| Aim |
Put the items below, from the line containing "For this evaluation, locate the snow" through the end of the items, into a two-column CSV with the headers item_text and answer, one row per item. Enclose each field in quotation marks and replace any line breaks with spaces.
# # # #
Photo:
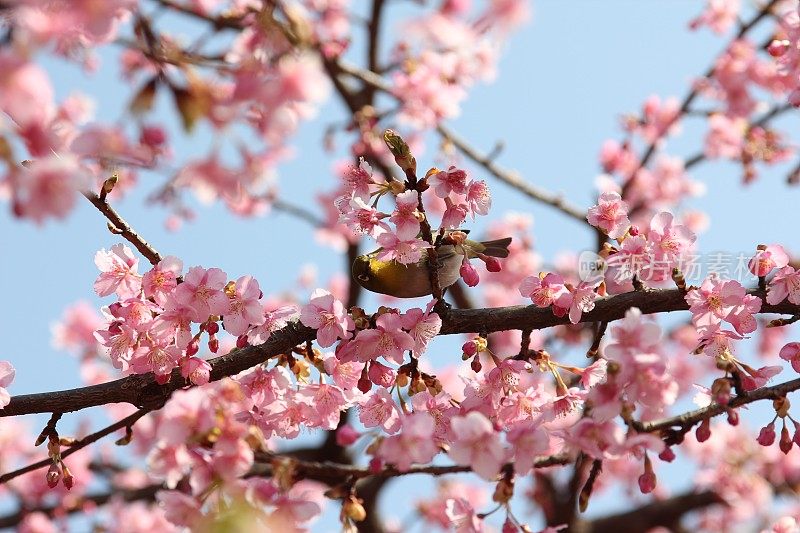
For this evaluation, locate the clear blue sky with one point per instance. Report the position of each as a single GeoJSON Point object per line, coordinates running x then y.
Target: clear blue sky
{"type": "Point", "coordinates": [563, 83]}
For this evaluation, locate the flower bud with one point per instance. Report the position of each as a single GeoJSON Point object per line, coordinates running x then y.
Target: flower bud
{"type": "Point", "coordinates": [703, 432]}
{"type": "Point", "coordinates": [354, 510]}
{"type": "Point", "coordinates": [469, 348]}
{"type": "Point", "coordinates": [778, 47]}
{"type": "Point", "coordinates": [213, 344]}
{"type": "Point", "coordinates": [346, 435]}
{"type": "Point", "coordinates": [766, 437]}
{"type": "Point", "coordinates": [53, 475]}
{"type": "Point", "coordinates": [192, 348]}
{"type": "Point", "coordinates": [241, 341]}
{"type": "Point", "coordinates": [785, 443]}
{"type": "Point", "coordinates": [468, 273]}
{"type": "Point", "coordinates": [647, 481]}
{"type": "Point", "coordinates": [667, 455]}
{"type": "Point", "coordinates": [492, 264]}
{"type": "Point", "coordinates": [475, 365]}
{"type": "Point", "coordinates": [381, 374]}
{"type": "Point", "coordinates": [67, 477]}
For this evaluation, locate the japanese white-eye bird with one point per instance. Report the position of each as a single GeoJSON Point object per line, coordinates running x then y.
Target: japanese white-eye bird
{"type": "Point", "coordinates": [413, 280]}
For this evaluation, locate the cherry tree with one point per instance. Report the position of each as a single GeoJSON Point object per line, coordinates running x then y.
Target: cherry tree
{"type": "Point", "coordinates": [237, 408]}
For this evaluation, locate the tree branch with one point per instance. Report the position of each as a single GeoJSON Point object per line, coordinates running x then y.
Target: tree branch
{"type": "Point", "coordinates": [128, 421]}
{"type": "Point", "coordinates": [141, 390]}
{"type": "Point", "coordinates": [512, 179]}
{"type": "Point", "coordinates": [690, 97]}
{"type": "Point", "coordinates": [122, 228]}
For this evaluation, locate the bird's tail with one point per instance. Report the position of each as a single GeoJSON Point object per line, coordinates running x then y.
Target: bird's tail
{"type": "Point", "coordinates": [497, 248]}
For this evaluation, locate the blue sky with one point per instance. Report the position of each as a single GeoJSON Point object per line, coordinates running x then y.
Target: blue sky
{"type": "Point", "coordinates": [563, 83]}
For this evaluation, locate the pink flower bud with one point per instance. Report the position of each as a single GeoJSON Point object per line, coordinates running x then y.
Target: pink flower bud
{"type": "Point", "coordinates": [241, 341]}
{"type": "Point", "coordinates": [766, 437]}
{"type": "Point", "coordinates": [364, 385]}
{"type": "Point", "coordinates": [647, 482]}
{"type": "Point", "coordinates": [346, 435]}
{"type": "Point", "coordinates": [785, 443]}
{"type": "Point", "coordinates": [470, 348]}
{"type": "Point", "coordinates": [667, 455]}
{"type": "Point", "coordinates": [68, 478]}
{"type": "Point", "coordinates": [381, 375]}
{"type": "Point", "coordinates": [492, 264]}
{"type": "Point", "coordinates": [196, 370]}
{"type": "Point", "coordinates": [778, 47]}
{"type": "Point", "coordinates": [509, 527]}
{"type": "Point", "coordinates": [375, 465]}
{"type": "Point", "coordinates": [468, 273]}
{"type": "Point", "coordinates": [213, 345]}
{"type": "Point", "coordinates": [192, 348]}
{"type": "Point", "coordinates": [53, 475]}
{"type": "Point", "coordinates": [703, 432]}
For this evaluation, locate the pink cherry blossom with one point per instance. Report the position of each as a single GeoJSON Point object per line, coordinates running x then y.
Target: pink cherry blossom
{"type": "Point", "coordinates": [379, 409]}
{"type": "Point", "coordinates": [462, 516]}
{"type": "Point", "coordinates": [162, 279]}
{"type": "Point", "coordinates": [202, 291]}
{"type": "Point", "coordinates": [76, 329]}
{"type": "Point", "coordinates": [771, 257]}
{"type": "Point", "coordinates": [714, 300]}
{"type": "Point", "coordinates": [328, 316]}
{"type": "Point", "coordinates": [577, 301]}
{"type": "Point", "coordinates": [422, 326]}
{"type": "Point", "coordinates": [544, 291]}
{"type": "Point", "coordinates": [791, 352]}
{"type": "Point", "coordinates": [362, 218]}
{"type": "Point", "coordinates": [719, 15]}
{"type": "Point", "coordinates": [668, 239]}
{"type": "Point", "coordinates": [784, 284]}
{"type": "Point", "coordinates": [117, 272]}
{"type": "Point", "coordinates": [387, 339]}
{"type": "Point", "coordinates": [358, 180]}
{"type": "Point", "coordinates": [324, 404]}
{"type": "Point", "coordinates": [414, 443]}
{"type": "Point", "coordinates": [610, 215]}
{"type": "Point", "coordinates": [445, 182]}
{"type": "Point", "coordinates": [405, 216]}
{"type": "Point", "coordinates": [275, 318]}
{"type": "Point", "coordinates": [406, 251]}
{"type": "Point", "coordinates": [195, 370]}
{"type": "Point", "coordinates": [47, 187]}
{"type": "Point", "coordinates": [245, 308]}
{"type": "Point", "coordinates": [477, 445]}
{"type": "Point", "coordinates": [479, 198]}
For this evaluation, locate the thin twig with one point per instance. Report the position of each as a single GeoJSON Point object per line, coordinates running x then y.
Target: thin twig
{"type": "Point", "coordinates": [120, 227]}
{"type": "Point", "coordinates": [78, 445]}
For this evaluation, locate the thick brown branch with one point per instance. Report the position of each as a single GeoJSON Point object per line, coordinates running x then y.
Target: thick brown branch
{"type": "Point", "coordinates": [143, 391]}
{"type": "Point", "coordinates": [687, 420]}
{"type": "Point", "coordinates": [665, 513]}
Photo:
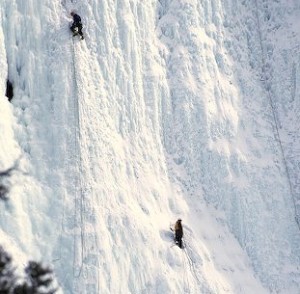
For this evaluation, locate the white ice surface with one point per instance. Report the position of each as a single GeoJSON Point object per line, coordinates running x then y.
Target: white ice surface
{"type": "Point", "coordinates": [167, 109]}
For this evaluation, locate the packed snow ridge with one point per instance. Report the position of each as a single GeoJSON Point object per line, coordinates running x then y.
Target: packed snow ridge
{"type": "Point", "coordinates": [167, 109]}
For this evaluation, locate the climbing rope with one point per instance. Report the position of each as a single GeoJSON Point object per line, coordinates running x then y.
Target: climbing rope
{"type": "Point", "coordinates": [78, 152]}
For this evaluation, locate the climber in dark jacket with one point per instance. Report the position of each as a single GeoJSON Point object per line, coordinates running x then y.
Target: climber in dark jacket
{"type": "Point", "coordinates": [76, 27]}
{"type": "Point", "coordinates": [178, 233]}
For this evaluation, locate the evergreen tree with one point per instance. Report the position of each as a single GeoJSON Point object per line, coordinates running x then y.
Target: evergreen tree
{"type": "Point", "coordinates": [41, 278]}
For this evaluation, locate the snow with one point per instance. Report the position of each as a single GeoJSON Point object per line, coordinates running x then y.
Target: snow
{"type": "Point", "coordinates": [167, 109]}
# # # #
| Solution for this problem |
item_text,answer
"For this evaluation, locate the snow with one point per instance. Report the position of each as a single GeoJSON Point object per line, coordinates running x then y. Target: snow","{""type"": ""Point"", ""coordinates"": [167, 109]}"